-- begin --
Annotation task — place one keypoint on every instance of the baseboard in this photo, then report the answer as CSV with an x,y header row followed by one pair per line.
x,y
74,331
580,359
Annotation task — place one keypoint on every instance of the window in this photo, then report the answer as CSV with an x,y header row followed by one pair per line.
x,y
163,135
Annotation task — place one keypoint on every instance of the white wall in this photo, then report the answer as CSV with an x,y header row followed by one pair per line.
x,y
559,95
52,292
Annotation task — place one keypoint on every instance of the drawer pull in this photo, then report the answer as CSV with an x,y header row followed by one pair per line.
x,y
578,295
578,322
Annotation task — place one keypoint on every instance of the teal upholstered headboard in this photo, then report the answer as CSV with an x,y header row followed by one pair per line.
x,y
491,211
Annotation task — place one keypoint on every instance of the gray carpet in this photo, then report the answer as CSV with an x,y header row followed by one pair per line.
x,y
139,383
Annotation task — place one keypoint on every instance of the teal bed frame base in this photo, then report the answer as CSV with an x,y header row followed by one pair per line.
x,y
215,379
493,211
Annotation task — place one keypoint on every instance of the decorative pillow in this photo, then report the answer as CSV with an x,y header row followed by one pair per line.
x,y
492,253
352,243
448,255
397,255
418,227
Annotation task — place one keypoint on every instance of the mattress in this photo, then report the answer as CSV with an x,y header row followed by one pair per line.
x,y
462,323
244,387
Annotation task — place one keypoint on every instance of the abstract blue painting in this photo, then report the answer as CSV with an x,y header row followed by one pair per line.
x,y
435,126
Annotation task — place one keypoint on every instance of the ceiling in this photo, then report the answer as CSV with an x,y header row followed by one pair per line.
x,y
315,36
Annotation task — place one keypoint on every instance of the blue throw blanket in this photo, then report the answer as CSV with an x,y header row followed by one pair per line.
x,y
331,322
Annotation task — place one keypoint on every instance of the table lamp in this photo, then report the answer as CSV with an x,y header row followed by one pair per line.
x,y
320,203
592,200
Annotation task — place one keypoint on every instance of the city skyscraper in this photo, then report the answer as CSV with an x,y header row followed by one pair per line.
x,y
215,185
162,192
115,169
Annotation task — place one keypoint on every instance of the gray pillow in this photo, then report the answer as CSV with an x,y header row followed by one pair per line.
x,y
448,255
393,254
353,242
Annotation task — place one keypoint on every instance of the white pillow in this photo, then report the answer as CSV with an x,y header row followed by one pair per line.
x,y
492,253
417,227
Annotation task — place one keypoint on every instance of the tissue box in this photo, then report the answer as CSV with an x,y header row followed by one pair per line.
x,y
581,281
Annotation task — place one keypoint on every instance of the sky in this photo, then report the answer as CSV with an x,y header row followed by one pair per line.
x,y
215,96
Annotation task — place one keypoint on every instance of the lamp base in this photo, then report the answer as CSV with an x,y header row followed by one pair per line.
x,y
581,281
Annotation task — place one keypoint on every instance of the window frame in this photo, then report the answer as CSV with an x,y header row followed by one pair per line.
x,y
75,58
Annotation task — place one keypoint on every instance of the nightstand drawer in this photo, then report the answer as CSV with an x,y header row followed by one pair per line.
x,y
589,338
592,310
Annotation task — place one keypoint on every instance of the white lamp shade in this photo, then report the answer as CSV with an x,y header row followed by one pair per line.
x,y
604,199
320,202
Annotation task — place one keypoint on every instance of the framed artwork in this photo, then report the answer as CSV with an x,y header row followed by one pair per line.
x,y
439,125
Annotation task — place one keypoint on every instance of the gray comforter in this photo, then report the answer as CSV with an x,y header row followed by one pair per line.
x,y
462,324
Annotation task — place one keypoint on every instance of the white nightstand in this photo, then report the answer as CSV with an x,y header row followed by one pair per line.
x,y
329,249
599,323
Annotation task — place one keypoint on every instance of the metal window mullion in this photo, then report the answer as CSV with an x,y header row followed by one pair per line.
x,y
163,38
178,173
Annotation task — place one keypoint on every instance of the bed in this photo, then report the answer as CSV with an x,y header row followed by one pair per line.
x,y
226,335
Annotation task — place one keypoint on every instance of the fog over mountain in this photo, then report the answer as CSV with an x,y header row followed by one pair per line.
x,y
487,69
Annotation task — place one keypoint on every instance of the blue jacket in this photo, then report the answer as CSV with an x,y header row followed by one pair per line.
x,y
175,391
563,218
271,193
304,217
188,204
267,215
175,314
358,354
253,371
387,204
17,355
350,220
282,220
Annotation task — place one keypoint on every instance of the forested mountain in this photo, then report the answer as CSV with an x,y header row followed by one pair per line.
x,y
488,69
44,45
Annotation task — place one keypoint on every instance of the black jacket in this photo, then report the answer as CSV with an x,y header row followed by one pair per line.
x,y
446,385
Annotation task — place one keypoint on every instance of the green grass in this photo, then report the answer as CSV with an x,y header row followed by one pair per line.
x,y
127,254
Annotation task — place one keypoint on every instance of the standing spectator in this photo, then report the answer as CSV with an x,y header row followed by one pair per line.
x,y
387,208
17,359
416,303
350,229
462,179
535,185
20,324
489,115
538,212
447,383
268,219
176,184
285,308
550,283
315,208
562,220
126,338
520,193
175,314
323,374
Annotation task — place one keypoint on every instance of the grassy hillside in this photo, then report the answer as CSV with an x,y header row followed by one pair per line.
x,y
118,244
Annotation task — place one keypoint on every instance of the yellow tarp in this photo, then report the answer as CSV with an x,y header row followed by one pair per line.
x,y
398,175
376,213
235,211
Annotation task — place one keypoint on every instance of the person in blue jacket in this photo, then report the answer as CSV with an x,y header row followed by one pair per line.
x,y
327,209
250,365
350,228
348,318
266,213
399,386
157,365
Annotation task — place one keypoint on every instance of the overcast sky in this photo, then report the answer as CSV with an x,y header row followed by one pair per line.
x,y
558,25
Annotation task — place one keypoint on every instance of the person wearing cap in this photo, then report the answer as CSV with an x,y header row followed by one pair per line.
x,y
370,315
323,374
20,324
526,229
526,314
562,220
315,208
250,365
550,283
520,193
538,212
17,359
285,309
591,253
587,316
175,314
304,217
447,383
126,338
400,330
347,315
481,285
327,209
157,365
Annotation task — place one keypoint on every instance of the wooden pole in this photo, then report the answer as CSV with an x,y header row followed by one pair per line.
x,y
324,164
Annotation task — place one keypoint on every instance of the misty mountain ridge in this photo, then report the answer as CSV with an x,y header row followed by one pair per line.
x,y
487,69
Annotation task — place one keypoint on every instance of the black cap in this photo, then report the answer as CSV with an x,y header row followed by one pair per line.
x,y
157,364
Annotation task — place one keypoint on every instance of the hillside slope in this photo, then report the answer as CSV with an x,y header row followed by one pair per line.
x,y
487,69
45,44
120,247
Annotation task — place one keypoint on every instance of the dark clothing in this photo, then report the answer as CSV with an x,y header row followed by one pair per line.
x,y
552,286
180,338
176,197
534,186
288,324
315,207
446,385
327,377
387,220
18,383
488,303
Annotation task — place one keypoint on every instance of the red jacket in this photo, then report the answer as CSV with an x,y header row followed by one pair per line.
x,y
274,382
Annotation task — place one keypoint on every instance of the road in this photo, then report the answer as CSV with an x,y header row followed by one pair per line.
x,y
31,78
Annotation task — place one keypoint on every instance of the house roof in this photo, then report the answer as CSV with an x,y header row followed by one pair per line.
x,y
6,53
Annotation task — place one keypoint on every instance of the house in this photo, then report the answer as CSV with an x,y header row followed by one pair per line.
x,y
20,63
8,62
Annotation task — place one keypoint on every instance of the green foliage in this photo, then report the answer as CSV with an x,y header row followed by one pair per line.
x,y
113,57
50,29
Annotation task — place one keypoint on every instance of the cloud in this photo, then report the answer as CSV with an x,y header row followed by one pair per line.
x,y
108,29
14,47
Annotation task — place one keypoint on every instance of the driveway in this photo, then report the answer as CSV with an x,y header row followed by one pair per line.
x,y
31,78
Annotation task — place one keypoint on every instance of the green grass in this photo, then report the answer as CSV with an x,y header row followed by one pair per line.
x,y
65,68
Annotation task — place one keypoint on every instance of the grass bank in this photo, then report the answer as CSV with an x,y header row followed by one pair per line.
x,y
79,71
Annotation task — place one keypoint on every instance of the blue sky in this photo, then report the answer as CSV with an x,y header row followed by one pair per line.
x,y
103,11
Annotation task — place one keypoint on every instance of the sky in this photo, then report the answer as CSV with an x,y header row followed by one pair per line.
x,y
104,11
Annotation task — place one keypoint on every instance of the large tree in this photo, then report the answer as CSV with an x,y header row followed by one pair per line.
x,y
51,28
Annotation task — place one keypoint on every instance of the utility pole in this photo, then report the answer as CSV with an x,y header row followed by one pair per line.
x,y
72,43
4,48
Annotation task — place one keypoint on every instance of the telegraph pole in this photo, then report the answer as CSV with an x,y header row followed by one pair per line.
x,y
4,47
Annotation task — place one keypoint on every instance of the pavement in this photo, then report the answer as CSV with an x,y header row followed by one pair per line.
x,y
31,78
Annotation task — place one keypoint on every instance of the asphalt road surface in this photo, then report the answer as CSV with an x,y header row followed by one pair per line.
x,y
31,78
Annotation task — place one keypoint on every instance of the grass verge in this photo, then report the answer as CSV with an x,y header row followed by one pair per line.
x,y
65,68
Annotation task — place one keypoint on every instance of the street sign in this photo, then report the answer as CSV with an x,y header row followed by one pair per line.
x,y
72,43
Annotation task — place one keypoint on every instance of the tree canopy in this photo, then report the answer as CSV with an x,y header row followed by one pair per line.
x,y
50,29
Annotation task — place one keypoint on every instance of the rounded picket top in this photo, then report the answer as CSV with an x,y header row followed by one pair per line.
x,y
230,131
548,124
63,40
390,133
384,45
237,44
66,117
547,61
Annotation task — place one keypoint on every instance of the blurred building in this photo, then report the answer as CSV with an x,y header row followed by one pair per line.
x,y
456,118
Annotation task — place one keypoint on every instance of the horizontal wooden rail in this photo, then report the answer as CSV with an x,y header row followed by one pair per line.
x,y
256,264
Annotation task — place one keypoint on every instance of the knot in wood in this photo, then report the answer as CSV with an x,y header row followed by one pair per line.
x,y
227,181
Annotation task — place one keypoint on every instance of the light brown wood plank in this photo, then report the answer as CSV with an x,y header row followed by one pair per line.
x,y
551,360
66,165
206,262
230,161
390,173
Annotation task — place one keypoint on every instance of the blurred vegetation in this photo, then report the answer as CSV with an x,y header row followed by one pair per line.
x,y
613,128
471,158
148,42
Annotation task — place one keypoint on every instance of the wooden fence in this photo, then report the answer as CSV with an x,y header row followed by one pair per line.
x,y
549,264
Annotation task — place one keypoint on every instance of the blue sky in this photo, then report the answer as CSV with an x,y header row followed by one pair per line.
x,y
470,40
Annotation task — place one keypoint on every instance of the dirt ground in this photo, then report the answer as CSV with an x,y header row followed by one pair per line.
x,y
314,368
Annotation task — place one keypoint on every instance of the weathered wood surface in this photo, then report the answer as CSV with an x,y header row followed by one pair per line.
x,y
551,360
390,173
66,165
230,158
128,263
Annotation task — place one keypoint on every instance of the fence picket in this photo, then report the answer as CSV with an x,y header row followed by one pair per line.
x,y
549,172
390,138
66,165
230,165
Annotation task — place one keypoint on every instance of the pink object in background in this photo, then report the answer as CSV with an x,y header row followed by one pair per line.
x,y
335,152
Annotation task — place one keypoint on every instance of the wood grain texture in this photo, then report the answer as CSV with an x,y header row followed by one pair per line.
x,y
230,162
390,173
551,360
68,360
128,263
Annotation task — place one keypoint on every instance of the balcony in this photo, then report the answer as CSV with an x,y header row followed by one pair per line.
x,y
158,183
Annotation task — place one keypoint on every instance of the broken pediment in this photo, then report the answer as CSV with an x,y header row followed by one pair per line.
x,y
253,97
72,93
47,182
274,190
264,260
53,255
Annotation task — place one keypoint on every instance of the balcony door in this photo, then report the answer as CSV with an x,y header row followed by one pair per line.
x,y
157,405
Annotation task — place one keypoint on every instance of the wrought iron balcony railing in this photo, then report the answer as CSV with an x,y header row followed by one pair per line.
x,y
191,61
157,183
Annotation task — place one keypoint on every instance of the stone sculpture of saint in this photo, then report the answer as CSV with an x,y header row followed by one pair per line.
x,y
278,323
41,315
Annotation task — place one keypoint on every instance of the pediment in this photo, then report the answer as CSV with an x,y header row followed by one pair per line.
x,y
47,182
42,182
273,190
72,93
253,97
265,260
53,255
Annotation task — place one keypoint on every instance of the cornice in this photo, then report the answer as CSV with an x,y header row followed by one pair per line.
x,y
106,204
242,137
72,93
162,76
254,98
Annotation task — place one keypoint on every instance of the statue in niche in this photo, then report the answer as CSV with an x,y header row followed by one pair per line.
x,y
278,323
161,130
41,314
-- end --
▶ _EXERCISE_
Only the lines from the one containing "of the fence" to the end of the records should be repeated, exactly as they appear.

▶ _OUTPUT OF THE EXERCISE_
Annotation task — place one keypoint on every instance of the fence picket in this photo, then report the answer as CSV with an x,y header row followed by one pair per line.
x,y
549,172
390,138
66,165
230,165
Annotation task — place one keypoint on every instance of the pink object in background in this photo, then report the answer as CSV with an x,y header row followed by one pair per line.
x,y
335,152
Annotation task — place one keypoint on every instance of the wood grain texture in this photo, then report the answer as CSV with an x,y header row followed by one pair per line.
x,y
230,162
390,173
551,360
68,360
128,263
Annotation task — place one keypoint on every instance of the balcony in this photo, then report the answer as CSV with an x,y header row followed by one pair per line.
x,y
158,183
Annotation task — place one keypoint on every instance of the broken pediment in this photo, then report the answer as CSV with an x,y header row followed by one pair per line.
x,y
253,97
72,93
47,182
274,190
264,260
53,255
Annotation task — place one keypoint on every instance of the balcony door in this photo, then report the answer as CSV with an x,y header row followed by one pair per line.
x,y
157,405
Annotation task — place one keypoint on every instance of the wrought iron balcony railing in this photo, then report the answer as CSV with an x,y header row followed by one pair per line.
x,y
191,61
157,183
Annotation task — place one keypoint on every instance of the stone sculpture of saint in this photo, then report the answer as CSV with an x,y header row followed by one pair per line.
x,y
278,323
41,315
Annotation task — place one keypoint on every instance of the pediment in this photo, then report the answer as CSV with an x,y header row followed by one pair per line.
x,y
47,182
42,182
273,190
72,93
253,97
265,260
53,255
Annotation task — place one keypoint on every instance of the cornice in this photo, then report the answer as CSV with an x,y header row followed by one pair per line.
x,y
106,204
242,137
72,93
162,76
254,98
Annotation task — place one keypoint on every instance of the statue in niche in this photo, then report the answer as CSV with an x,y header row followed by one pair per line.
x,y
278,323
161,130
41,314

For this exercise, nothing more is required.